[Short exercise]
Repeat all of the material exactly as given.

[Input records]
....
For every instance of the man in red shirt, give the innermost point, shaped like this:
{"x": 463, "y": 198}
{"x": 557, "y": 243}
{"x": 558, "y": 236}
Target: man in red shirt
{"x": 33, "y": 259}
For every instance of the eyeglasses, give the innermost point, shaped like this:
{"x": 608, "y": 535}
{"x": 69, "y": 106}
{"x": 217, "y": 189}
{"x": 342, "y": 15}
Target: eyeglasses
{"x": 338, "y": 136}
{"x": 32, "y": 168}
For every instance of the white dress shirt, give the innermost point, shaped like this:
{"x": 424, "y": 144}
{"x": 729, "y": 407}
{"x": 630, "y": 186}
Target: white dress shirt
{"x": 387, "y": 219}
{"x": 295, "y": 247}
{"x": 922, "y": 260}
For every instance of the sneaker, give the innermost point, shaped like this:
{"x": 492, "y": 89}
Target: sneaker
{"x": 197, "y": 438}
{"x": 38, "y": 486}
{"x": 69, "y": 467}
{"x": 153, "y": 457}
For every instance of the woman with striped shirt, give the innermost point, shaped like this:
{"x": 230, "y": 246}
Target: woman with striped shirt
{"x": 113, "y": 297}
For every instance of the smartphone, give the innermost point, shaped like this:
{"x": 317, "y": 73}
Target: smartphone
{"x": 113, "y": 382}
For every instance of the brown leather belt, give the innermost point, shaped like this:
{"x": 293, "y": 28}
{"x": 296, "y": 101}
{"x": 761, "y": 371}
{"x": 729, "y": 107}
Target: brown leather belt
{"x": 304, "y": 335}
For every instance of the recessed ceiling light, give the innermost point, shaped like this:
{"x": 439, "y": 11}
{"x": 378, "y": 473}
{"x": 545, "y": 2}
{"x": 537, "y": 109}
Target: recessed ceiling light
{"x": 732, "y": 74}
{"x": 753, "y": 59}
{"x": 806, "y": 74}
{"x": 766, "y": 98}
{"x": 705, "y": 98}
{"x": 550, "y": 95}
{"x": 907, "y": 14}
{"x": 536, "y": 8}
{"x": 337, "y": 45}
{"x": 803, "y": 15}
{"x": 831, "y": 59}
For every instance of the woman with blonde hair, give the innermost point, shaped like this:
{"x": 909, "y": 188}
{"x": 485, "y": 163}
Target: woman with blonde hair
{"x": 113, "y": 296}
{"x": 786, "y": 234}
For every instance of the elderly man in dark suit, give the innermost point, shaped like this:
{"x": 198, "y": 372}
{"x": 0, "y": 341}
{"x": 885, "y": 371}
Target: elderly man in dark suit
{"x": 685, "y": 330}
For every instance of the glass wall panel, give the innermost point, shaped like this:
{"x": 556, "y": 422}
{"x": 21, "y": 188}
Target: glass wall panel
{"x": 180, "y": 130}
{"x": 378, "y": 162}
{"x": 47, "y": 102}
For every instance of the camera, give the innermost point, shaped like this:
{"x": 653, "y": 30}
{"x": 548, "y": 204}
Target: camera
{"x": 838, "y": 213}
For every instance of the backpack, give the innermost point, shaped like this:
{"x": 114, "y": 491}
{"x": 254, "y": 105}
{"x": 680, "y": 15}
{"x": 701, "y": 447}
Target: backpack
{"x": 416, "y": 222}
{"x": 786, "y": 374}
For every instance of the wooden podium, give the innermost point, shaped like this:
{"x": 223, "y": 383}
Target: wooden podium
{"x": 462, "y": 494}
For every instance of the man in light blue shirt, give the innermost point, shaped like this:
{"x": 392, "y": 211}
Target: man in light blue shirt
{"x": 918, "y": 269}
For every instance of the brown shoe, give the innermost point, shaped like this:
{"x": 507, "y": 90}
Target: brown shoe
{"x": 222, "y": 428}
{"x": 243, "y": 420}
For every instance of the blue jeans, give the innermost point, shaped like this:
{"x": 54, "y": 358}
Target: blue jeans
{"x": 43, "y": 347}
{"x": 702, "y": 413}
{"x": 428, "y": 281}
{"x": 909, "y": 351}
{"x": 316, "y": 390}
....
[Response to this task]
For every instance of the man in red shirt, give the innermost point, shaped like this:
{"x": 463, "y": 198}
{"x": 557, "y": 243}
{"x": 558, "y": 236}
Target: man in red shirt
{"x": 33, "y": 259}
For every instance of the eyeglasses, give the innermost point, shaped like this:
{"x": 608, "y": 535}
{"x": 69, "y": 106}
{"x": 217, "y": 189}
{"x": 342, "y": 15}
Target: eyeglasses
{"x": 338, "y": 136}
{"x": 32, "y": 168}
For every instance of the white dress shirt, give the innermost point, shaped like this:
{"x": 424, "y": 144}
{"x": 729, "y": 407}
{"x": 630, "y": 186}
Target: white dress shirt
{"x": 387, "y": 219}
{"x": 295, "y": 247}
{"x": 922, "y": 260}
For every instance of the sneaker, give the innermost point, shaped like this:
{"x": 492, "y": 89}
Target: sneaker
{"x": 197, "y": 438}
{"x": 38, "y": 486}
{"x": 69, "y": 467}
{"x": 153, "y": 457}
For every instance of the woman with striped shirt, give the innermost point, shaped like this:
{"x": 230, "y": 246}
Target: woman with striped shirt
{"x": 113, "y": 297}
For every instance of the smartphone, give the innermost point, shaped like this:
{"x": 317, "y": 73}
Target: smartphone
{"x": 113, "y": 382}
For every instance of the brown leather belt, give the innermost point, shaped like this:
{"x": 293, "y": 28}
{"x": 296, "y": 101}
{"x": 761, "y": 371}
{"x": 729, "y": 107}
Target: brown leather belt
{"x": 304, "y": 335}
For every instance of the recessed ceiling light, give the innermost point, shaped like this:
{"x": 439, "y": 11}
{"x": 378, "y": 473}
{"x": 545, "y": 2}
{"x": 537, "y": 109}
Target: recessed ceiling light
{"x": 732, "y": 74}
{"x": 753, "y": 59}
{"x": 806, "y": 74}
{"x": 766, "y": 98}
{"x": 705, "y": 98}
{"x": 550, "y": 95}
{"x": 907, "y": 14}
{"x": 536, "y": 8}
{"x": 337, "y": 45}
{"x": 803, "y": 15}
{"x": 831, "y": 59}
For every instance of the woman with blonde hair, give the innermost point, shaped like this:
{"x": 909, "y": 188}
{"x": 485, "y": 163}
Target: woman with blonde hair
{"x": 113, "y": 296}
{"x": 786, "y": 234}
For every instance of the elderly man in dark suit, give the innermost point, shaped like this:
{"x": 198, "y": 372}
{"x": 0, "y": 341}
{"x": 885, "y": 371}
Target: elderly man in dark suit
{"x": 685, "y": 330}
For every instance of the glass wall panel, give the innermost point, shaped like this:
{"x": 556, "y": 422}
{"x": 21, "y": 188}
Target: glass wall panel
{"x": 180, "y": 130}
{"x": 378, "y": 162}
{"x": 47, "y": 102}
For every instance of the camera, give the innermost point, shaped like this:
{"x": 653, "y": 30}
{"x": 548, "y": 204}
Target: camera
{"x": 838, "y": 213}
For every instance of the backpack, give the innermost point, shaped like this:
{"x": 114, "y": 491}
{"x": 254, "y": 105}
{"x": 680, "y": 15}
{"x": 701, "y": 447}
Target: backpack
{"x": 416, "y": 222}
{"x": 786, "y": 374}
For every instance of the wooden podium, give the innermost point, shaped like this:
{"x": 223, "y": 383}
Target: wooden podium
{"x": 462, "y": 494}
For every instance of the man in light blue shirt, give the innermost point, shaped like this:
{"x": 392, "y": 211}
Target: man in light blue shirt
{"x": 918, "y": 269}
For every instance of the brown shoe, give the innermost point, shaped like this:
{"x": 507, "y": 90}
Target: brown shoe
{"x": 222, "y": 428}
{"x": 243, "y": 420}
For every instance of the blue jeans, give the innermost point, shaped like this:
{"x": 54, "y": 358}
Target: blue jeans
{"x": 43, "y": 347}
{"x": 702, "y": 413}
{"x": 428, "y": 281}
{"x": 909, "y": 351}
{"x": 316, "y": 390}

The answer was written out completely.